(Input)

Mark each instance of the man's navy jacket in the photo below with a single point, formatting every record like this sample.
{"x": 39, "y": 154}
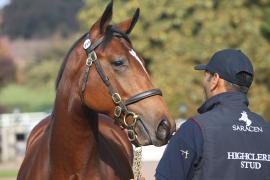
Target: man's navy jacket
{"x": 226, "y": 141}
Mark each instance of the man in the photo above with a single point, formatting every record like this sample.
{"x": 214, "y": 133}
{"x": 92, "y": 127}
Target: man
{"x": 226, "y": 141}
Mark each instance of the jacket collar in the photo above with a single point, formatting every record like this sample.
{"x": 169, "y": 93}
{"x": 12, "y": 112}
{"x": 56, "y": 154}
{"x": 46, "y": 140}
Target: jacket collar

(End Input)

Goal of the exercise: Copy all the material word for word, minus its pictures.

Written response:
Mark each instance of the man's navy jacket in the photo below with a single point, formatting every record like this sample.
{"x": 39, "y": 154}
Target: man's navy jacket
{"x": 226, "y": 141}
Mark each instance of the man in the photo above with a single point, formatting every record like this sample.
{"x": 214, "y": 133}
{"x": 92, "y": 127}
Target: man
{"x": 226, "y": 141}
Mark each instance of the jacket collar in the photo above with a single point, formatting every record like this sample.
{"x": 169, "y": 93}
{"x": 12, "y": 112}
{"x": 56, "y": 154}
{"x": 46, "y": 140}
Target: jacket collar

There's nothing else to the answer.